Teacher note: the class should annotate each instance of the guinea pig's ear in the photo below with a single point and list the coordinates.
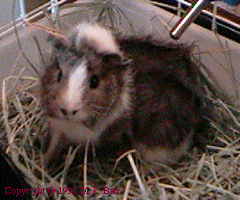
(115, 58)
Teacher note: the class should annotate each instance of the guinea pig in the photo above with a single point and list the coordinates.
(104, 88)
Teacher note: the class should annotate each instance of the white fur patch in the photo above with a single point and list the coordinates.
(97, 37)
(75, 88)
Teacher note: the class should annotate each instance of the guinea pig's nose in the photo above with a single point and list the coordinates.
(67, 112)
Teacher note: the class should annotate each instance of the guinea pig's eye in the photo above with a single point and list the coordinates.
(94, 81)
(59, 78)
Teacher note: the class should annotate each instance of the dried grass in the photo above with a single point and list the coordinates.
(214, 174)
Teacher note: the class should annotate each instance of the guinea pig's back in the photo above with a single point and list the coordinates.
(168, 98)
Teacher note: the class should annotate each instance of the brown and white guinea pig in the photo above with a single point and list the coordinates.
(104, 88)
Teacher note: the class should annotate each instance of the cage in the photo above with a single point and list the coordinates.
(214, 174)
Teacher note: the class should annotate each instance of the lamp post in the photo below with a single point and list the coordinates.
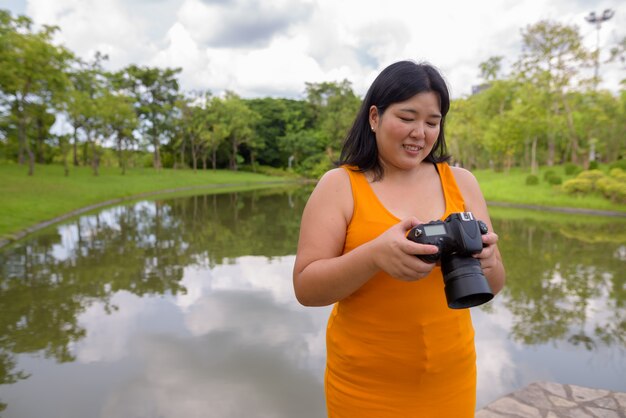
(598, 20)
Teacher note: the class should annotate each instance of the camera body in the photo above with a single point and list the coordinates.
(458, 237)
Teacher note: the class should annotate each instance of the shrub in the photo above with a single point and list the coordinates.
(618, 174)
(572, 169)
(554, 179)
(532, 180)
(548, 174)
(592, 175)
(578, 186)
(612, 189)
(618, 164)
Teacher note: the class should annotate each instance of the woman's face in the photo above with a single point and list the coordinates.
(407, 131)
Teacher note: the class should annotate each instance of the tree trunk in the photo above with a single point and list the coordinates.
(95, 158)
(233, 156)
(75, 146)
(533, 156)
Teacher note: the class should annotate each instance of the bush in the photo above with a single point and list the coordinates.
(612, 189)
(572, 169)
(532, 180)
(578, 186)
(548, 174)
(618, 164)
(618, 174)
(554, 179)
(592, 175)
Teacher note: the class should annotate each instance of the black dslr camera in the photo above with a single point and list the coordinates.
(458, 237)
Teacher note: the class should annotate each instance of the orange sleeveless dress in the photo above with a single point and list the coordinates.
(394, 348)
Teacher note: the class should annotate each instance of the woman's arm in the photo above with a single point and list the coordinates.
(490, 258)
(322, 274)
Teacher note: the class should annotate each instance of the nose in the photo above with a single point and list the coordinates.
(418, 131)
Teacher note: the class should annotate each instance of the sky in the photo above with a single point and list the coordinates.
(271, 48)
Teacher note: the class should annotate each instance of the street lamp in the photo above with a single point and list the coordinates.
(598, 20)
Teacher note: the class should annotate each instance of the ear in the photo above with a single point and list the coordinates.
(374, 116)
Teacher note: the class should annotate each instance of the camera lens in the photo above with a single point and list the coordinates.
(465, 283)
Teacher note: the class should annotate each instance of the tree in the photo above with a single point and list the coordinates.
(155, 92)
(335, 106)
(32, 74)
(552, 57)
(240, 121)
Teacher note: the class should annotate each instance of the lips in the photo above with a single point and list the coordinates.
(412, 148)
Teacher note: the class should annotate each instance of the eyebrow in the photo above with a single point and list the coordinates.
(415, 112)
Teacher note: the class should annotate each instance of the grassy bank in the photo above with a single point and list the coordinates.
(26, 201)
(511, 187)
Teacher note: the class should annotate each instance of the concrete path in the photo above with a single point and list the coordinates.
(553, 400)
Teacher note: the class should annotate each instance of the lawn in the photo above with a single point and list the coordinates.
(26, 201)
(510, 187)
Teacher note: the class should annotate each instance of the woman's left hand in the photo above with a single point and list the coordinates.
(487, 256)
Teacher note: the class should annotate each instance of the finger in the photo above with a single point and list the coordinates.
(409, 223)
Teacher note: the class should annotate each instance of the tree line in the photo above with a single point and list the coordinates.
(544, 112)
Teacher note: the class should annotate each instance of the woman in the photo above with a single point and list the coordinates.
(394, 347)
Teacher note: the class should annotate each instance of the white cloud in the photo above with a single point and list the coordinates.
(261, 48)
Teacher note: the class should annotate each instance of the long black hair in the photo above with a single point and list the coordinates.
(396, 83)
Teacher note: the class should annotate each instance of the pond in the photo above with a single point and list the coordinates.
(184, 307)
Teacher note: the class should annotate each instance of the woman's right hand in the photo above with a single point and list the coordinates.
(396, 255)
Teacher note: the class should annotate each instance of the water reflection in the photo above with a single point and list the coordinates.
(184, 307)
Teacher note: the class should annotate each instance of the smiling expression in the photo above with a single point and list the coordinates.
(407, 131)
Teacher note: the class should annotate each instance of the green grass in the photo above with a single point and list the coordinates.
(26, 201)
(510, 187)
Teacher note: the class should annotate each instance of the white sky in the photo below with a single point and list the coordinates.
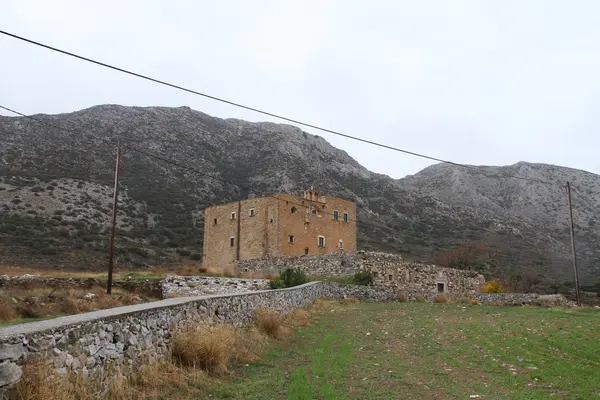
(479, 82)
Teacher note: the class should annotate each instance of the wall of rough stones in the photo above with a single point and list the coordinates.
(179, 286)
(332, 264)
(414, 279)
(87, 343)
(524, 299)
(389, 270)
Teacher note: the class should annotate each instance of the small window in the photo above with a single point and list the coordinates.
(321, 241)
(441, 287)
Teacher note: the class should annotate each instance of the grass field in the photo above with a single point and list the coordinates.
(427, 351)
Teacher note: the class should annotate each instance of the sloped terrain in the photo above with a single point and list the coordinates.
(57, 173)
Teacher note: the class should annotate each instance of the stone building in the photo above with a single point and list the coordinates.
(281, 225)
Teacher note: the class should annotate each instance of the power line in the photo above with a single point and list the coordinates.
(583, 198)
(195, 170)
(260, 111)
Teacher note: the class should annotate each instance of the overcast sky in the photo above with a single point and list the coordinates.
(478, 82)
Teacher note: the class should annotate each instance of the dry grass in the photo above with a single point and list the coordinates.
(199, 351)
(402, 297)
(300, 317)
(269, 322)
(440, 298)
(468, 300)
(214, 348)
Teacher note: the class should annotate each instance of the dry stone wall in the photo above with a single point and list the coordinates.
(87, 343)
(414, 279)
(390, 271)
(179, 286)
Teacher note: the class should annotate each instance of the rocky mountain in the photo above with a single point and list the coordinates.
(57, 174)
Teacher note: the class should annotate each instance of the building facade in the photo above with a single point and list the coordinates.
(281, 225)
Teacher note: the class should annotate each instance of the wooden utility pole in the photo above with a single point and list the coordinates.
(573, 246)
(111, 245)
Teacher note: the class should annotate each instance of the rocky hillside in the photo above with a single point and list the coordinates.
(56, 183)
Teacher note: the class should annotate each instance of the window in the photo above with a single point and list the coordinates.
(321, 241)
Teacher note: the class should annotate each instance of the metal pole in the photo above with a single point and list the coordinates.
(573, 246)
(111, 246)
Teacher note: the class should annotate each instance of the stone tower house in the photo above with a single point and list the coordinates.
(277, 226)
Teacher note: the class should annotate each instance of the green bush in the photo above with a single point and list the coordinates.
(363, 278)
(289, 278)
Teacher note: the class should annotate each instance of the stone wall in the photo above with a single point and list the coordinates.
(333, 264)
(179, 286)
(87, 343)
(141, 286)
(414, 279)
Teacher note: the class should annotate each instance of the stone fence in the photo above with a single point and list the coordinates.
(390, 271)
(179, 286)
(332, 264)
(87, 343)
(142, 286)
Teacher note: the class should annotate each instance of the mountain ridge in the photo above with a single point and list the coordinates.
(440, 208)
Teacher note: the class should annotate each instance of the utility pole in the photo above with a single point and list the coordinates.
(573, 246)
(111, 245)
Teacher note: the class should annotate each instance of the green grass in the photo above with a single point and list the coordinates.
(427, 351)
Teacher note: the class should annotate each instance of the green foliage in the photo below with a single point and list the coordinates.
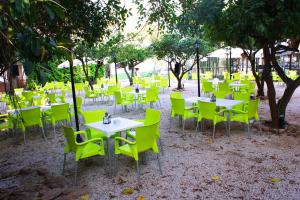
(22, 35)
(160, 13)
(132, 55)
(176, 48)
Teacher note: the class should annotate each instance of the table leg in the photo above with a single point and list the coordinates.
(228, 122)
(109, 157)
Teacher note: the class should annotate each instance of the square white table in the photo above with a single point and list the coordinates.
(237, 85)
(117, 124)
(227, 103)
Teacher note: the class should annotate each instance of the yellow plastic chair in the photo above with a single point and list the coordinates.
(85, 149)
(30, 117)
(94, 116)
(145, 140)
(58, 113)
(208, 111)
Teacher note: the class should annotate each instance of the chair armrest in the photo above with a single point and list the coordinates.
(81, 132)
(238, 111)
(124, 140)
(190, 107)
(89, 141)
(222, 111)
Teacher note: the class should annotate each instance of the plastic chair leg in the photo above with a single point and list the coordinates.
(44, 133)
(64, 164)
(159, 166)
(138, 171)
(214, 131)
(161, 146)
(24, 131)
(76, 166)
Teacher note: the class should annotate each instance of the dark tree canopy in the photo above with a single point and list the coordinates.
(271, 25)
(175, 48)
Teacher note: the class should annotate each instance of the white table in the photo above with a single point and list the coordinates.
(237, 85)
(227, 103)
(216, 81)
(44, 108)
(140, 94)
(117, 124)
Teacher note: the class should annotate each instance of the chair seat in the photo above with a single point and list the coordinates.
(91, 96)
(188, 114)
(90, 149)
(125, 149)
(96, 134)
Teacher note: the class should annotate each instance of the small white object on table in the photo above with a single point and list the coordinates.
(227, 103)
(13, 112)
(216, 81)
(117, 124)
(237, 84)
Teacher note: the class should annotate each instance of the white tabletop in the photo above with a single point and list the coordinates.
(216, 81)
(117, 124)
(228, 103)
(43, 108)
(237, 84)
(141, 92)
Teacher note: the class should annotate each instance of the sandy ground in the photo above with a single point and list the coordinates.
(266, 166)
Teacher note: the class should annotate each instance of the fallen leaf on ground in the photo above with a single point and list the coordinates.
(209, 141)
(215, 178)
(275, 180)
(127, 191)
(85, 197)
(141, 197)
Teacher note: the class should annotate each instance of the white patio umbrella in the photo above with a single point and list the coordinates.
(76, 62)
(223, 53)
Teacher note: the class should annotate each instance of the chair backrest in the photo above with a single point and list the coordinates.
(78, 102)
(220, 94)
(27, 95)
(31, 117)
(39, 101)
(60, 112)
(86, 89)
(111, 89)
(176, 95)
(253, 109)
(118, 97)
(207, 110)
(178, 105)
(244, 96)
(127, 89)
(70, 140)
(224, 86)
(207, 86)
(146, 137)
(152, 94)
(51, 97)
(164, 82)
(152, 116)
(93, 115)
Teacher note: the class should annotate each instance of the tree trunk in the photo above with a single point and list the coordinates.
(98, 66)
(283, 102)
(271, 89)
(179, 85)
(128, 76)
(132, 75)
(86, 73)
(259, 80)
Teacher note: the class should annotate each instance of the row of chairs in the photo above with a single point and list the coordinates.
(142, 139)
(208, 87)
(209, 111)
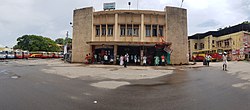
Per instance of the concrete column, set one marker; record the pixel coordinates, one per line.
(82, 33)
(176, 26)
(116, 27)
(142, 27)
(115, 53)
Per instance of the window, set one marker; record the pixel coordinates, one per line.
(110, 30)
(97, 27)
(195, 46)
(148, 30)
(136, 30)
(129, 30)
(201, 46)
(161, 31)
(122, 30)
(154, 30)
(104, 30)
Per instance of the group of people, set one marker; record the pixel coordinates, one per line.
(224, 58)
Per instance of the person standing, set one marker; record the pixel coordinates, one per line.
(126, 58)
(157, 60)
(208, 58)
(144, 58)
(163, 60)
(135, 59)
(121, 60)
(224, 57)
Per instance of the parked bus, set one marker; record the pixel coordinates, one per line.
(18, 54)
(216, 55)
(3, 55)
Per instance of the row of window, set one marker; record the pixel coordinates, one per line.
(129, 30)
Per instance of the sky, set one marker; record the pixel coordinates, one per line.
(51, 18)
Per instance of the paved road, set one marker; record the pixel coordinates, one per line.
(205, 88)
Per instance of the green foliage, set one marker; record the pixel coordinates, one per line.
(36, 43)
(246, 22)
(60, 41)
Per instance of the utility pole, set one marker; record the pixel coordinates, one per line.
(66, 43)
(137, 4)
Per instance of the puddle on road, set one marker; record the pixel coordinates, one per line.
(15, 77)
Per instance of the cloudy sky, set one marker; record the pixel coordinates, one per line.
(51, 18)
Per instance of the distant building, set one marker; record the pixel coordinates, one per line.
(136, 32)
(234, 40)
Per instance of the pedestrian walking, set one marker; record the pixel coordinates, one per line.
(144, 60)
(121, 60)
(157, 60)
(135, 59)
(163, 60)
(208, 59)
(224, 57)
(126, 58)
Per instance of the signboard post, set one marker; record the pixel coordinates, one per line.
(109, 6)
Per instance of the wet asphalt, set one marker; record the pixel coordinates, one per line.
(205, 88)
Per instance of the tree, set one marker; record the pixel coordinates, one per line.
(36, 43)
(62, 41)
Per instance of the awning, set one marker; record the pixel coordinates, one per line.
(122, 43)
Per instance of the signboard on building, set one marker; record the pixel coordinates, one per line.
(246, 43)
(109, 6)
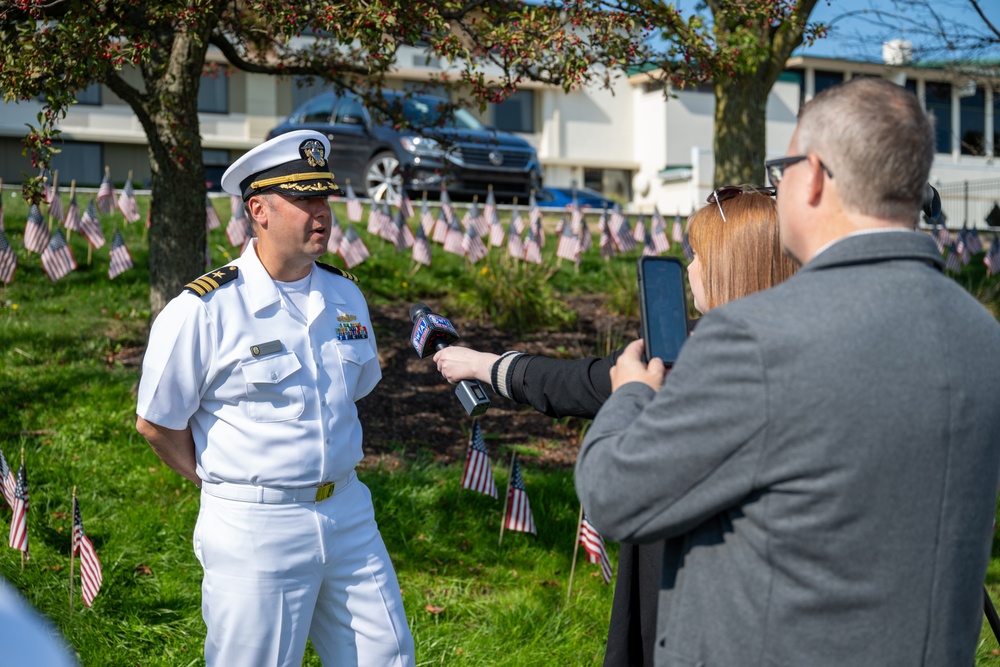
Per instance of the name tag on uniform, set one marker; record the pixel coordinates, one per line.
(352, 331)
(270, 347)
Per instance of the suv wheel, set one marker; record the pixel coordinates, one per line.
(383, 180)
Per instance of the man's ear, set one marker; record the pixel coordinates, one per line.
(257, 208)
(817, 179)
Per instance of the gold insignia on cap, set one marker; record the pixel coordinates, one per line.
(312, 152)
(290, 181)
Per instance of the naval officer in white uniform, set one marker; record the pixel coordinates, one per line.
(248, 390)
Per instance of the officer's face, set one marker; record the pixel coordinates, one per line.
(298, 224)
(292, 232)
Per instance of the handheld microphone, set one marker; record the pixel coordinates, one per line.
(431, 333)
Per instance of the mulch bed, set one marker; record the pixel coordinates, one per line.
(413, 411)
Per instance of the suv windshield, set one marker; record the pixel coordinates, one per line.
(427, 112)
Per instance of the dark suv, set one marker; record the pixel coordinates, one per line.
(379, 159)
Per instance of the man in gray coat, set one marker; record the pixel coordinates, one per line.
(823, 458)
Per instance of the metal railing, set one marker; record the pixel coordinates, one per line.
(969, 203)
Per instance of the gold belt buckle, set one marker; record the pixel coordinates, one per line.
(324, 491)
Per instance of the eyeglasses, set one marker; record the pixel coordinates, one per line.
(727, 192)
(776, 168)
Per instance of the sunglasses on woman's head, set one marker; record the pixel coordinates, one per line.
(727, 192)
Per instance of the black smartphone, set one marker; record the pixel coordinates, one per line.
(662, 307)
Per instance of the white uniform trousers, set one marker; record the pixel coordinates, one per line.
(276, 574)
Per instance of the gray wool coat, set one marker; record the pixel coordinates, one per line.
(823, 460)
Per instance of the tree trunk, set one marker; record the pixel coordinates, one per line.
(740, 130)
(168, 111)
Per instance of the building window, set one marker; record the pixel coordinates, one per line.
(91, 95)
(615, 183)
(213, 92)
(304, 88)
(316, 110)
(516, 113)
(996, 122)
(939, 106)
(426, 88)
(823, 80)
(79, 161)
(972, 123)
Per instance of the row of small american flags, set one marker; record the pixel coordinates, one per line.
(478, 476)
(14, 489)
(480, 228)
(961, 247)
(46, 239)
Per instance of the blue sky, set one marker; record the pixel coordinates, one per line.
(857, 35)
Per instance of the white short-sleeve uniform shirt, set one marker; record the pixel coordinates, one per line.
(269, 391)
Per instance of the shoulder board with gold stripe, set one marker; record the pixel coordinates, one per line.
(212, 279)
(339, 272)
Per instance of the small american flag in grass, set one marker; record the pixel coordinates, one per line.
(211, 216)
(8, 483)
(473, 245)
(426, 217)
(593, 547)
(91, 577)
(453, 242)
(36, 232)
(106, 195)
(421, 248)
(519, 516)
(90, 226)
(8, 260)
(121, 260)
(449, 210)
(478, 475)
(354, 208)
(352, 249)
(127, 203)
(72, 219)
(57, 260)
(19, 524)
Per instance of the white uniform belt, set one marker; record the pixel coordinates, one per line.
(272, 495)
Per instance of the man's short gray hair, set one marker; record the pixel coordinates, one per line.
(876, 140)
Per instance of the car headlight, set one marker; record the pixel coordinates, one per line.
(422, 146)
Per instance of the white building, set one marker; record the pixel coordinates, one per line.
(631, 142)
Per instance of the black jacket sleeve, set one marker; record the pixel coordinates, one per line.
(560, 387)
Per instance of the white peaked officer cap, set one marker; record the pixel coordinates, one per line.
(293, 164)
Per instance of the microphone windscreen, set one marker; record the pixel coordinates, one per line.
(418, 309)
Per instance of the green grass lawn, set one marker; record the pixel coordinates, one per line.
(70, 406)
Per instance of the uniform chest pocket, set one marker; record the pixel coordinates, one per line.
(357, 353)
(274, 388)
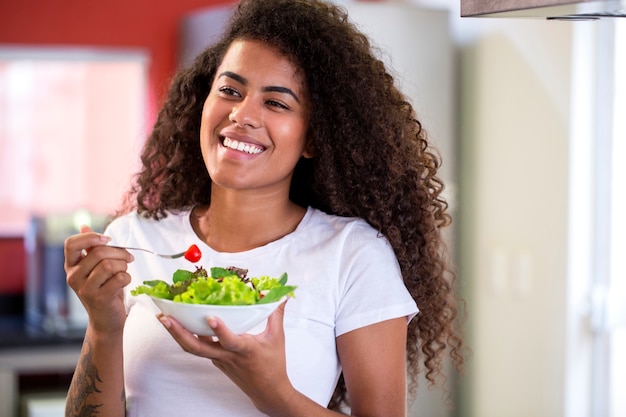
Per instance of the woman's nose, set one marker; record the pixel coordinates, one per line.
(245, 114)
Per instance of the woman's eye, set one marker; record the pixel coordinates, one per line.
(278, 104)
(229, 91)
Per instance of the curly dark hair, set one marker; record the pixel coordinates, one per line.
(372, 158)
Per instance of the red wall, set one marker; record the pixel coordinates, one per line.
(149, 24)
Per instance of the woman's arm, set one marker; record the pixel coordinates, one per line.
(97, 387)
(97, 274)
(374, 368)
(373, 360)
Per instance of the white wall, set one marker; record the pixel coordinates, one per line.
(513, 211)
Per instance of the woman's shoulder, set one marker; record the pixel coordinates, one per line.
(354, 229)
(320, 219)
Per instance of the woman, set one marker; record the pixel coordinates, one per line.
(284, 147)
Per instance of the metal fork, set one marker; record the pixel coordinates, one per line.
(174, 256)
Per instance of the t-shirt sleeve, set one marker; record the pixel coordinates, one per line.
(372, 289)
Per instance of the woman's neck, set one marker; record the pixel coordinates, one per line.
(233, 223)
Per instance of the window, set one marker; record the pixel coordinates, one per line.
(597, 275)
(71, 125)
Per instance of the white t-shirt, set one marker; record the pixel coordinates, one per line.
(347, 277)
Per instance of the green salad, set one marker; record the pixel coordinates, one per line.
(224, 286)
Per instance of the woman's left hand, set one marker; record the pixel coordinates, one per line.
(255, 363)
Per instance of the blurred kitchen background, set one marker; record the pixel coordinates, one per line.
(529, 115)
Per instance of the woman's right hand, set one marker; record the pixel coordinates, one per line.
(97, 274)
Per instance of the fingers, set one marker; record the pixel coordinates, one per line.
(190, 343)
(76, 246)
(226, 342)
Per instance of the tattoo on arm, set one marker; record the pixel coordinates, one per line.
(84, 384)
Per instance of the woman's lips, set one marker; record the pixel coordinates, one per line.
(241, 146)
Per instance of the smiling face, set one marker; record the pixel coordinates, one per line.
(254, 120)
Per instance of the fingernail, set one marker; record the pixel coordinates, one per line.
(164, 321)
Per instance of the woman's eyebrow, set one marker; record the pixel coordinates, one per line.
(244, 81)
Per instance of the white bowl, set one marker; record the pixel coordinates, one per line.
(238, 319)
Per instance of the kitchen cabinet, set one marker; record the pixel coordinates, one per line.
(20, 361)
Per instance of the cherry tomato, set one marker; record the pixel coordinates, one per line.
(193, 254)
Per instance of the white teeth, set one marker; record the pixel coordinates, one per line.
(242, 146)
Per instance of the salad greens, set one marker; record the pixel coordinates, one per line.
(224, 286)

#### Your goal:
The lines from the one containing "Per instance of the woman's left" through the last line of the material above are to be copied exactly, both ends included.

#### Problem solution:
Per instance of the woman's left hand, set one marker; record the pixel coordinates, one per line.
(255, 363)
Per instance of the blurred kitchen background, set one marker; record the pixel coordinates, one per line.
(529, 115)
Per instance of the woman's right hand, set one marker; record the pixel coordinates, one per line.
(97, 274)
Per instance of the fingers, set one marker; record the pixel coordinates, one per line.
(190, 343)
(76, 246)
(226, 342)
Per instance of the tattoo on arm, set one marker; record the pixel coordinates, one per line.
(84, 384)
Per instance of the woman's lips, set one marker; record the pixel coordinates, one per line.
(241, 146)
Per instance of the smiling face, set one marker; record the pixel coordinates, one per line.
(254, 120)
Per instance of the fingernail, set one marker; record the pixel coordinates, one per line.
(164, 321)
Per instance of the woman's eyebrow, set one marker; record the pixel coordinates, one per line.
(244, 81)
Per instance of the white bowl, set one marker; record the pixel coordinates, one per line.
(238, 319)
Per instance of the kitchen cabinet, set one marker; record the pixel coordinates, one per line.
(20, 361)
Per instance of the cherry tomato, set one marker; record the pixel coordinates, one per line.
(193, 254)
Per instance of the white teeth, set one marker; record the pixel coordinates, one per line.
(242, 146)
Per instance of the salad greens, set one marker; record the pixel coordinates, one per line.
(224, 286)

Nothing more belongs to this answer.